What you need to do ▸
Down to the last line, output the records below exactly.

Records from a data collection ▸
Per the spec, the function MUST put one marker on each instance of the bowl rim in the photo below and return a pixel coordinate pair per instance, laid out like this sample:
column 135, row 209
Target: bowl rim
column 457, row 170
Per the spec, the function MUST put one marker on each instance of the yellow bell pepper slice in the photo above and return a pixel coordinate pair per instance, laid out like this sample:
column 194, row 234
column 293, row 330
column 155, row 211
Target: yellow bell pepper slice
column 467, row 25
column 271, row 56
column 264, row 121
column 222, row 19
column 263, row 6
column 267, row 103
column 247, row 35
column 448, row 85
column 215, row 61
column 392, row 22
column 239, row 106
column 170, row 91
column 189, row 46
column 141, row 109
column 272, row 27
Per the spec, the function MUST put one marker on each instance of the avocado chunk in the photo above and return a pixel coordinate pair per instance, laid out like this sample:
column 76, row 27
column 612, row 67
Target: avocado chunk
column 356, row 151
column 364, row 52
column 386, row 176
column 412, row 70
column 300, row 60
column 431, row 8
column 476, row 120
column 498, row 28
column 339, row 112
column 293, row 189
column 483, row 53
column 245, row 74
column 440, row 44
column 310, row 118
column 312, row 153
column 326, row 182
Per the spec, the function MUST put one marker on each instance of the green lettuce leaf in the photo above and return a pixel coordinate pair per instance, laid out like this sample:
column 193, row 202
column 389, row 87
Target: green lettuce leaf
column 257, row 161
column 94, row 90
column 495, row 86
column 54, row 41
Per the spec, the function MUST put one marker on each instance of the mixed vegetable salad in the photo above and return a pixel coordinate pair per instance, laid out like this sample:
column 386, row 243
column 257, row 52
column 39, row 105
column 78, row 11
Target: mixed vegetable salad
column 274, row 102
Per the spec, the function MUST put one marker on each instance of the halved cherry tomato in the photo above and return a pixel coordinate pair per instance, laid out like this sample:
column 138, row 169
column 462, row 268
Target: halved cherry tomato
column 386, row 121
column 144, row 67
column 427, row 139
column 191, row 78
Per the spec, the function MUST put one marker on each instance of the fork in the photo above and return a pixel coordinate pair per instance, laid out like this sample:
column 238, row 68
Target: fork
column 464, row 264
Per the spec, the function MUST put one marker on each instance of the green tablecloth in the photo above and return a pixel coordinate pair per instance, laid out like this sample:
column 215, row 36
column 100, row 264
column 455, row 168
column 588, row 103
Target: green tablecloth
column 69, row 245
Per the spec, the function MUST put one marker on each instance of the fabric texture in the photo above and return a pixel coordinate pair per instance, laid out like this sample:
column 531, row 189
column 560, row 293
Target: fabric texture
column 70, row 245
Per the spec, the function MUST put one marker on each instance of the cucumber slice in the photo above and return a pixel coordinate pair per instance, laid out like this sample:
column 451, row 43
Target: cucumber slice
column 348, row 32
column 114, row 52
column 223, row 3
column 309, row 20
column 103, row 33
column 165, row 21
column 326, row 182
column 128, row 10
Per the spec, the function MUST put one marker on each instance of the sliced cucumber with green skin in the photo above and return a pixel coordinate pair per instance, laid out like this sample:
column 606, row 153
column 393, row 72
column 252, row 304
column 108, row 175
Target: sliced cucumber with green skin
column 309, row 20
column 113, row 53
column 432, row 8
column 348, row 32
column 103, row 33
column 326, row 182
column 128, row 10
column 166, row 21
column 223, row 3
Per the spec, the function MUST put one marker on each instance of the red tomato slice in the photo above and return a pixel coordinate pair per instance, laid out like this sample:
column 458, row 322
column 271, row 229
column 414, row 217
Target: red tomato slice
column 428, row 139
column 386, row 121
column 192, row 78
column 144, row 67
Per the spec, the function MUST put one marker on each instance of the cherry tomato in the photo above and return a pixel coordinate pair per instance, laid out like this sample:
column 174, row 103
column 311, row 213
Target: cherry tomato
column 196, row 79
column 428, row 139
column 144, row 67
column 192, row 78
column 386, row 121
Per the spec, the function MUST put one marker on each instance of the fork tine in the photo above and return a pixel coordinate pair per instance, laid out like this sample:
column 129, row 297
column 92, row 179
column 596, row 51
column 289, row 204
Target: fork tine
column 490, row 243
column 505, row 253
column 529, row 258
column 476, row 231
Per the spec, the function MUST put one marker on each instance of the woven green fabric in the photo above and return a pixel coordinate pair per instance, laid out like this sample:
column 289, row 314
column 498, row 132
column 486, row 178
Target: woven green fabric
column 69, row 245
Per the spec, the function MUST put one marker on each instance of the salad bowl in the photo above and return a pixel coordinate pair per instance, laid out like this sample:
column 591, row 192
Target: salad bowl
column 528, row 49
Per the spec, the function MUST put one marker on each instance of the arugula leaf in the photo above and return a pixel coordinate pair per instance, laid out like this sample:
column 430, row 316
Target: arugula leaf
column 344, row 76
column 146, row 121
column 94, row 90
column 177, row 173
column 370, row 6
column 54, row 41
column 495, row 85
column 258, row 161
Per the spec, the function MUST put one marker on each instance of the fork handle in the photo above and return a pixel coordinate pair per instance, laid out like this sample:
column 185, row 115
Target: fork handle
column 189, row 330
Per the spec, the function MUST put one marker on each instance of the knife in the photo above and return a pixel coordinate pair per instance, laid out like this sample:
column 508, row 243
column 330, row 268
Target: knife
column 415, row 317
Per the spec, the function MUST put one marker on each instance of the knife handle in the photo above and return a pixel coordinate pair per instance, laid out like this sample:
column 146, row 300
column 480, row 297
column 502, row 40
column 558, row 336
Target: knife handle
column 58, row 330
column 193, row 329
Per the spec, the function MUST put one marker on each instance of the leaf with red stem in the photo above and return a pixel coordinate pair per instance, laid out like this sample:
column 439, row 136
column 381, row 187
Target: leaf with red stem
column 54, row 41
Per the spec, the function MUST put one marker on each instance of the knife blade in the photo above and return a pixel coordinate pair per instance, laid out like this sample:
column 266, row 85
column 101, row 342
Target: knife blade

Answer area ▸
Per the spec, the function MUST put one marker on each instance of the bowl rim in the photo below and return a pixel coordinate pair per instance, laid out like this sample:
column 135, row 209
Target: bowl rim
column 457, row 170
Per the spec, the function MUST put one marker on each instance of the yellow bell pepper slice in the photo above and return a pixel coordinate pair per instance, laid out like this sample:
column 194, row 234
column 293, row 330
column 155, row 211
Target: yellow bell pepper slice
column 467, row 25
column 271, row 56
column 264, row 121
column 222, row 19
column 263, row 6
column 267, row 103
column 247, row 35
column 448, row 85
column 215, row 61
column 392, row 22
column 239, row 106
column 170, row 91
column 189, row 46
column 141, row 109
column 272, row 27
Per the spec, the function MUST put one marker on each instance of the avocado chunk in the photo above and return a pixel coordinate pair per instance, laid out like this sample:
column 76, row 27
column 612, row 67
Target: avocado chunk
column 356, row 151
column 364, row 52
column 386, row 176
column 412, row 70
column 300, row 60
column 431, row 8
column 476, row 120
column 498, row 28
column 339, row 112
column 293, row 189
column 483, row 53
column 245, row 74
column 440, row 44
column 310, row 118
column 312, row 153
column 326, row 182
Per the spec, the function MUST put one marker on each instance of the green lettuce leaf in the photo above and return a pixel coordinate pair per instance, laid out like this sample:
column 193, row 202
column 389, row 87
Target: green lettuce leaf
column 257, row 161
column 94, row 90
column 495, row 86
column 54, row 41
Per the spec, the function MUST put one marker on each instance of the mixed vegetable salad in the photo above and return a pixel coordinate pair per instance, laid out like this sample:
column 386, row 243
column 257, row 52
column 39, row 105
column 78, row 11
Target: mixed vegetable salad
column 274, row 102
Per the spec, the function MUST put one marker on each instance of the halved cherry tomato in the photo above and return a pixel coordinate pair per instance, laid out like this sample:
column 138, row 169
column 462, row 268
Target: halved cherry tomato
column 386, row 121
column 144, row 67
column 427, row 139
column 191, row 78
Per the spec, the function MUST put one marker on each instance of the fork in the photo above and return a pixel coordinate pair per instance, laid out like this sample:
column 238, row 68
Target: fork
column 464, row 264
Per the spec, the function MUST put one marker on each instance of the green tablecloth in the photo above and return a pixel coordinate pair per instance, laid out like this sample:
column 215, row 36
column 100, row 264
column 455, row 168
column 588, row 103
Target: green tablecloth
column 69, row 245
Per the spec, the function MUST put one marker on each instance of the fabric texture in the photo above and return a pixel coordinate pair per instance, laid out like this sample:
column 531, row 189
column 560, row 293
Target: fabric texture
column 70, row 245
Per the spec, the function MUST put one marker on each instance of the cucumber slice in the photo above and return a pixel coordinate pair per instance, laid out like this sample:
column 451, row 43
Target: cucumber slice
column 348, row 32
column 114, row 52
column 223, row 3
column 309, row 20
column 103, row 33
column 165, row 21
column 326, row 182
column 128, row 10
Per the spec, the function MUST put one marker on each instance of the sliced cucumber with green skin in the photo above and return a pixel coordinate pair per instance, laid out like this sample:
column 606, row 153
column 393, row 72
column 252, row 304
column 108, row 175
Target: sliced cucumber with green skin
column 309, row 20
column 113, row 53
column 432, row 8
column 348, row 32
column 103, row 33
column 326, row 182
column 128, row 10
column 166, row 21
column 223, row 3
Per the spec, the function MUST put one marker on each instance of the red tomato slice in the photo above and return a pixel coordinate pair per instance, laid out like this sample:
column 458, row 322
column 271, row 229
column 414, row 217
Target: red tomato slice
column 428, row 139
column 386, row 121
column 192, row 78
column 144, row 67
Per the spec, the function MUST put one marker on each instance of the cherry tomato in the photo above and return a pixel coordinate pair per instance, laid out like this sample:
column 174, row 103
column 311, row 213
Target: cherry tomato
column 196, row 79
column 428, row 139
column 144, row 67
column 192, row 78
column 386, row 121
Per the spec, the function MUST put one marker on each instance of the fork tine in the photo above and return a pixel coordinate pair per instance, laid out like this sample:
column 129, row 297
column 92, row 179
column 596, row 51
column 289, row 204
Target: fork tine
column 490, row 243
column 505, row 253
column 529, row 258
column 476, row 231
Per the spec, the function MUST put one marker on each instance of the woven green fabric in the photo above and return a pixel coordinate pair per instance, laid out like this sample:
column 289, row 314
column 498, row 132
column 486, row 178
Target: woven green fabric
column 69, row 245
Per the spec, the function MUST put one marker on each instance of the salad bowl in the photo above and return a pixel coordinate pair per instance, laid out like this sample:
column 591, row 192
Target: salad bowl
column 528, row 49
Per the spec, the function MUST put one marker on each instance of the arugula leaf in the photo above and return a pixel coordinate pair per instance, laid out like this sample:
column 430, row 316
Target: arugula leaf
column 344, row 76
column 146, row 121
column 94, row 90
column 177, row 173
column 370, row 6
column 54, row 41
column 495, row 85
column 258, row 161
Per the spec, the function MUST put one marker on each instance of the fork handle in the photo above and return a pixel coordinate pair per instance, laid out like this sample:
column 185, row 115
Target: fork handle
column 189, row 330
Per the spec, the function MUST put one marker on each instance of the knife in the photo above and return a pixel coordinate pair per instance, laid out like this sample:
column 508, row 243
column 330, row 268
Target: knife
column 415, row 317
Per the spec, the function MUST put one marker on each instance of the knife handle in the photo above and return a pixel coordinate pair per instance, laid out like this sample:
column 146, row 300
column 480, row 297
column 502, row 40
column 558, row 336
Target: knife handle
column 58, row 330
column 193, row 329
Per the spec, the function MUST put one marker on each instance of the leaf with red stem in the photo above and return a pixel coordinate pair per instance, laid out like this sample:
column 439, row 136
column 381, row 187
Target: leaf with red stem
column 54, row 41
Per the spec, the function MUST put one marker on each instance of the knife blade in the photo above and return a pixel coordinate pair per instance, laid out like this sample:
column 266, row 85
column 101, row 342
Target: knife blade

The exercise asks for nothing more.